**Job:** Starting at the line that contains "For every instance of the grass pitch", copy each line through the end of the listing below. Include both ends and output nothing more.

┏━━

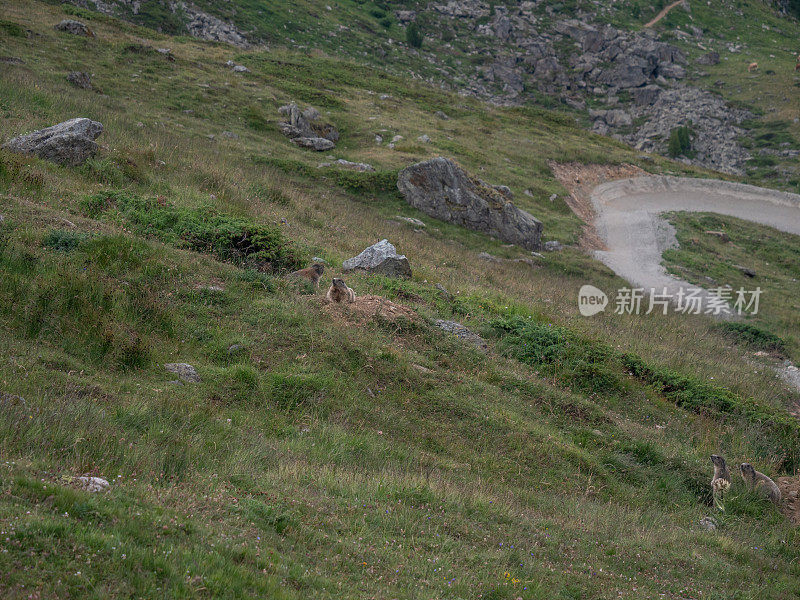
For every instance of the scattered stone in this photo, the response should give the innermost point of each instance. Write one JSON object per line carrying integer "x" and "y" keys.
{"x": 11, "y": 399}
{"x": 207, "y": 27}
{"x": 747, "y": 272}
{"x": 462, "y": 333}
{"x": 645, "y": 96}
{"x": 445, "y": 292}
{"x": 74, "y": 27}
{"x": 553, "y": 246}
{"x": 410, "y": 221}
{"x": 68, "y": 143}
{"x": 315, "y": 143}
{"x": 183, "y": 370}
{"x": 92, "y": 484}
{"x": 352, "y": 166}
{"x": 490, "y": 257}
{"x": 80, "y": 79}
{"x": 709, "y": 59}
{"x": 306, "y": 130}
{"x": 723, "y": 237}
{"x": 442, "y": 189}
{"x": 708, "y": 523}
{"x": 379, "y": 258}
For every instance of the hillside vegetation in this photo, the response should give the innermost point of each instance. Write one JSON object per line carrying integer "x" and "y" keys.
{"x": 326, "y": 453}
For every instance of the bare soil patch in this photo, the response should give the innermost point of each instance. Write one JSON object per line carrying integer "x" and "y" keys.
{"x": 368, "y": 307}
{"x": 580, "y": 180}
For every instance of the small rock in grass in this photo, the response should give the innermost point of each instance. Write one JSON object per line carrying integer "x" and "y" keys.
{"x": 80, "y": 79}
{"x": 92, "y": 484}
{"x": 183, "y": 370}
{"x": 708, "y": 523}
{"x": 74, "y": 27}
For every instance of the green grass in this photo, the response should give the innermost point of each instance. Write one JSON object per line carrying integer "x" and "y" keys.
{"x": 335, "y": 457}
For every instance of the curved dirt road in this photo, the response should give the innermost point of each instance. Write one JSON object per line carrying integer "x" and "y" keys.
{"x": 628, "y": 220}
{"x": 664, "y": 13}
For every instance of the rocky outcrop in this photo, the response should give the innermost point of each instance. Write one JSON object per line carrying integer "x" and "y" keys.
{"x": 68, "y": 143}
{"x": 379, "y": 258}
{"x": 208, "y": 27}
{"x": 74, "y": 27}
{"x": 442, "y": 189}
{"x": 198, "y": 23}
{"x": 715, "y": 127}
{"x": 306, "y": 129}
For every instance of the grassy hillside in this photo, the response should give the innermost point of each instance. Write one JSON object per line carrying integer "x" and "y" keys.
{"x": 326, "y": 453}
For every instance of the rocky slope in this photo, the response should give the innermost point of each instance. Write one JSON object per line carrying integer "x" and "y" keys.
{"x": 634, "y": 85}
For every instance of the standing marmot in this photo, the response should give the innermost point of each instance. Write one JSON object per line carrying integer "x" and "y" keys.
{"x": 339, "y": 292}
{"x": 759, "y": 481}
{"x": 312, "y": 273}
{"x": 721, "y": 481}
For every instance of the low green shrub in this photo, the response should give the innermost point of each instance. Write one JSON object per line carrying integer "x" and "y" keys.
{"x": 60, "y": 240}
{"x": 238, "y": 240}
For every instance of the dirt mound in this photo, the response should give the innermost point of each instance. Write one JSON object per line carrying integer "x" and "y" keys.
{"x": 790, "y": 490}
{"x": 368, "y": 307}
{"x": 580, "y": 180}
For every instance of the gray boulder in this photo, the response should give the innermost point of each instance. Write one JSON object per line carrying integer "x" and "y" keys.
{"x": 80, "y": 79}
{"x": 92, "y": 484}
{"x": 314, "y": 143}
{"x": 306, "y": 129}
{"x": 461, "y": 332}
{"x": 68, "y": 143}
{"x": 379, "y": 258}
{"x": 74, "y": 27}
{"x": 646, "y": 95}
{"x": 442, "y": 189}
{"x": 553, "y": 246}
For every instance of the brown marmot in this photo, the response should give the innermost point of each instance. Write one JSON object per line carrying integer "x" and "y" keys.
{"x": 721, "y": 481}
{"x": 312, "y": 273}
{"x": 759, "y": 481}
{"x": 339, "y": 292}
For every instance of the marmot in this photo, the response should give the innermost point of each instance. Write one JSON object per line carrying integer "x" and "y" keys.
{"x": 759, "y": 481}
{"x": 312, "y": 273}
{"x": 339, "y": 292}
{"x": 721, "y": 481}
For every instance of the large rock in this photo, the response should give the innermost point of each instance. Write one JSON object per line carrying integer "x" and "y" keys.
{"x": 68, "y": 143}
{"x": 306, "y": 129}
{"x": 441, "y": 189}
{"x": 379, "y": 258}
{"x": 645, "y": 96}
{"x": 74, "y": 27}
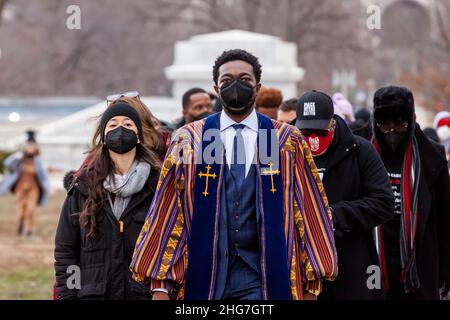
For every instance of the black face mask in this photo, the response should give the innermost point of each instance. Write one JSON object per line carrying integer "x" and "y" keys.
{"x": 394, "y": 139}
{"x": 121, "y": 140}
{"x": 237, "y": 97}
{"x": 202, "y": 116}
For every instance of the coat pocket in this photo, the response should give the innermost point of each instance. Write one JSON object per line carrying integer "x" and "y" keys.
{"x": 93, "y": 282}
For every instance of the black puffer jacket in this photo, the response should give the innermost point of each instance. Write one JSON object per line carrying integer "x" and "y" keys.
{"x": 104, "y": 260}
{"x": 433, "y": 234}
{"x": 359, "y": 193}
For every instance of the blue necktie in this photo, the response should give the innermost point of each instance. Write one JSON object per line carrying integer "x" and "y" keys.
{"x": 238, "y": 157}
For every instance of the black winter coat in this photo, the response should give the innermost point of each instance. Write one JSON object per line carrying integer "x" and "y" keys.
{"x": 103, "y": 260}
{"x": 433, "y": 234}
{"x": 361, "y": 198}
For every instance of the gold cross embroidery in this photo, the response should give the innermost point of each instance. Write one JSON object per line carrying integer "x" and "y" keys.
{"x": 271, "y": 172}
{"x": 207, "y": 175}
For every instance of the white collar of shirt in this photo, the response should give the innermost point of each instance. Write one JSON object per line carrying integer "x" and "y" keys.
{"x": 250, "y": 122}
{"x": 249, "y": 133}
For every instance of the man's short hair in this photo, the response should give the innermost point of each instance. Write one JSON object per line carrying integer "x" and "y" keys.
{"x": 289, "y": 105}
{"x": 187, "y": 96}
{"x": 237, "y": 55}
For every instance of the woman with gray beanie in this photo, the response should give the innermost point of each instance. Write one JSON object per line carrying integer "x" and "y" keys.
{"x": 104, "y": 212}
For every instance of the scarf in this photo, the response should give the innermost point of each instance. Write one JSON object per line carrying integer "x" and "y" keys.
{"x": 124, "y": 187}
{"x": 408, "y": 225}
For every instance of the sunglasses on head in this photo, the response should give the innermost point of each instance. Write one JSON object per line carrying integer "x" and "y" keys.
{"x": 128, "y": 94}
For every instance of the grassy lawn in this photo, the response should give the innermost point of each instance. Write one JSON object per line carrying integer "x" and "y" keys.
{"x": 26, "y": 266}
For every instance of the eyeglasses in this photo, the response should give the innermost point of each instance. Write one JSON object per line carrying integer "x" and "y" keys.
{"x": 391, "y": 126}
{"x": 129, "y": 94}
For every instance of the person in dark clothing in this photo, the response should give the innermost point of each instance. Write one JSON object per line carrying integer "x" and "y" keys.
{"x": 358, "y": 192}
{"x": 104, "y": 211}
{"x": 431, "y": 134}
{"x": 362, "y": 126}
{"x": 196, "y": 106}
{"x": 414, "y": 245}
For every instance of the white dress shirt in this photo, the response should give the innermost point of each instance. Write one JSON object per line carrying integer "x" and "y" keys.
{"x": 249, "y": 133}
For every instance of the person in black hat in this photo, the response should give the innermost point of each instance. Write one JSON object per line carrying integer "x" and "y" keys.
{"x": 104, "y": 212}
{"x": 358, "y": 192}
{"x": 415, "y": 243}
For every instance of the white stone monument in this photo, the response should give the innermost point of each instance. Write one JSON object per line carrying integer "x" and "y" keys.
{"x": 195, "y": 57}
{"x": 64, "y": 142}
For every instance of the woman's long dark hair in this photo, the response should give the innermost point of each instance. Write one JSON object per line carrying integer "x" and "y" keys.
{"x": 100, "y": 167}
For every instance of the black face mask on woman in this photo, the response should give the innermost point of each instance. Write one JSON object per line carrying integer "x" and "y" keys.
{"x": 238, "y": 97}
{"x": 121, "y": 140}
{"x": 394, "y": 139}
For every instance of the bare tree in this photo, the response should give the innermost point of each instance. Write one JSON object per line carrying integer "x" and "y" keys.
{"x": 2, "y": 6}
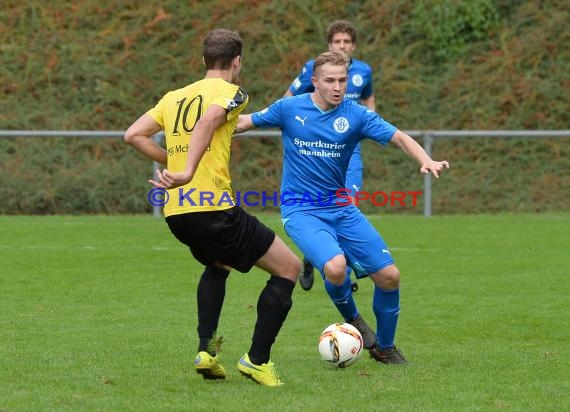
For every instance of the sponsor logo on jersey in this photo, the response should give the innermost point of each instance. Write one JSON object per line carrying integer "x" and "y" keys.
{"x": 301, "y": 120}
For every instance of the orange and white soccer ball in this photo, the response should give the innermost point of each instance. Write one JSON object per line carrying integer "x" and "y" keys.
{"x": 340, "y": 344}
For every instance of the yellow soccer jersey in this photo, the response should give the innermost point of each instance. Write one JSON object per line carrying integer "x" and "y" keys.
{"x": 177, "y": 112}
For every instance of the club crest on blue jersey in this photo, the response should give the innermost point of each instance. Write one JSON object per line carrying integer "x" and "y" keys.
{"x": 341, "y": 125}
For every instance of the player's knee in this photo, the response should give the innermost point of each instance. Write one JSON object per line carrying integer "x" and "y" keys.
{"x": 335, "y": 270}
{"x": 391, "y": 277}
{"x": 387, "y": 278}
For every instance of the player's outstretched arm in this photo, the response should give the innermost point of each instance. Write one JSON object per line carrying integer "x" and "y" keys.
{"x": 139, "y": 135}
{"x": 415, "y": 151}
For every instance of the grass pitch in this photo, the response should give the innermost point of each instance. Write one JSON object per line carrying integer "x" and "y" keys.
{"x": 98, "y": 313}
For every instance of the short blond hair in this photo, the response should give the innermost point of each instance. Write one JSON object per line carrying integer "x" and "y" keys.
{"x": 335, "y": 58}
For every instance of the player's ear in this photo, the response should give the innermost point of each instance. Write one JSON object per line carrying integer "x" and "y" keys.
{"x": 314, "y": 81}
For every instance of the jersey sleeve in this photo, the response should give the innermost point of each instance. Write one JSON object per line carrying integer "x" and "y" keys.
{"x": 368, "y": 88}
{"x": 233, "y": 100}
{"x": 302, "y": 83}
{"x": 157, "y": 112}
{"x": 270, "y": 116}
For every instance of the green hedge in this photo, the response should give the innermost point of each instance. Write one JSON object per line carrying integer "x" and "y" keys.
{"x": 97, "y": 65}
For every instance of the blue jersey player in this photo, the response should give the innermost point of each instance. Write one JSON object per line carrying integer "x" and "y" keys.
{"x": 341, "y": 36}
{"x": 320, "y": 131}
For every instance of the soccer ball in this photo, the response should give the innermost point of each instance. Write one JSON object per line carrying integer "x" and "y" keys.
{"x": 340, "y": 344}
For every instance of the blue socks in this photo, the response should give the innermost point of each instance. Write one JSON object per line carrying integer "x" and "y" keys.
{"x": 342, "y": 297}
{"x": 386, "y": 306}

┗━━

**Written answer:**
For every instance of the grass pitch in this photo, the response should give the innermost point of each instance. Write one JSON object per line carrying integer "x" and "y" keys.
{"x": 98, "y": 313}
For every instance of the short blond hair in this photo, the response should give the innermost point of each instance. Write one JSON object per line carrying integer "x" and "y" keys.
{"x": 335, "y": 58}
For every instance of the player's ear in this photo, the response should give the innermost point of each instance. Write one JSON object per line carrying integer "x" and "y" keys.
{"x": 314, "y": 81}
For every instance of the jersey sleeve in this photo, the response should give the innermost point of each instance. Write one JSON object per line carrying integer "x" and "y" keys.
{"x": 368, "y": 88}
{"x": 233, "y": 100}
{"x": 302, "y": 83}
{"x": 157, "y": 112}
{"x": 270, "y": 116}
For every instance of the green hedge in this photo, the response should give the innermost point of each instance. Write one JSON object per line carrying integer "x" and "y" keys.
{"x": 97, "y": 65}
For every instance of the blue jersey player in this photo, the response should give the innermost point of each instance. Write one JSON object per line carrying integer "x" and "y" keys.
{"x": 341, "y": 36}
{"x": 320, "y": 131}
For every instance of the soccer ball in this photo, the response should give the innermost point of each instance. Write one JSON object per line carrying integer "x" and "y" keys.
{"x": 340, "y": 344}
For every instance of the blue socks in this photo, the response should give the innermost point of each instance. Write one JSON object per line carrying integer "x" and "y" keys.
{"x": 342, "y": 297}
{"x": 386, "y": 306}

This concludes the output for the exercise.